■ **Task data**
-- Opening Marker --

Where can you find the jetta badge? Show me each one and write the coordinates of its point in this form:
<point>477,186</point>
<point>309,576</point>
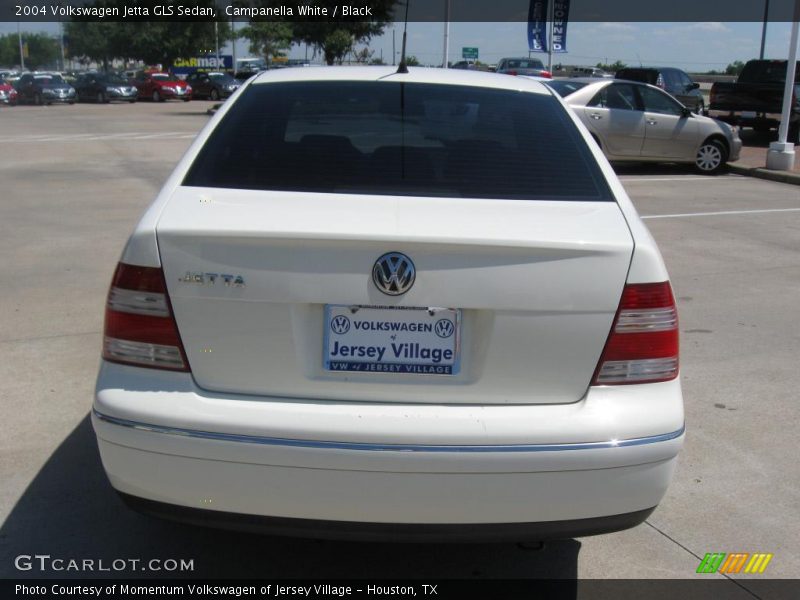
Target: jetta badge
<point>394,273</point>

-- Closing Marker --
-- Opening Marker --

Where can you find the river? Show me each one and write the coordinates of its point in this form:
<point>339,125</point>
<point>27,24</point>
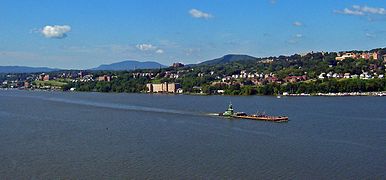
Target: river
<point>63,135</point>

-- Closing Marker --
-- Opening Marker --

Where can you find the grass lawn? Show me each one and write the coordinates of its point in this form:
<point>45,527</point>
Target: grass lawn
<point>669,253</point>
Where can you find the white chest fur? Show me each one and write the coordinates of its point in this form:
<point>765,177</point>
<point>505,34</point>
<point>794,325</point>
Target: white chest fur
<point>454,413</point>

-- Closing Marker --

■ **Exercise objective**
Your answer should be only a number: how many lines in the records hold the word "each".

■ **Solution to this problem**
4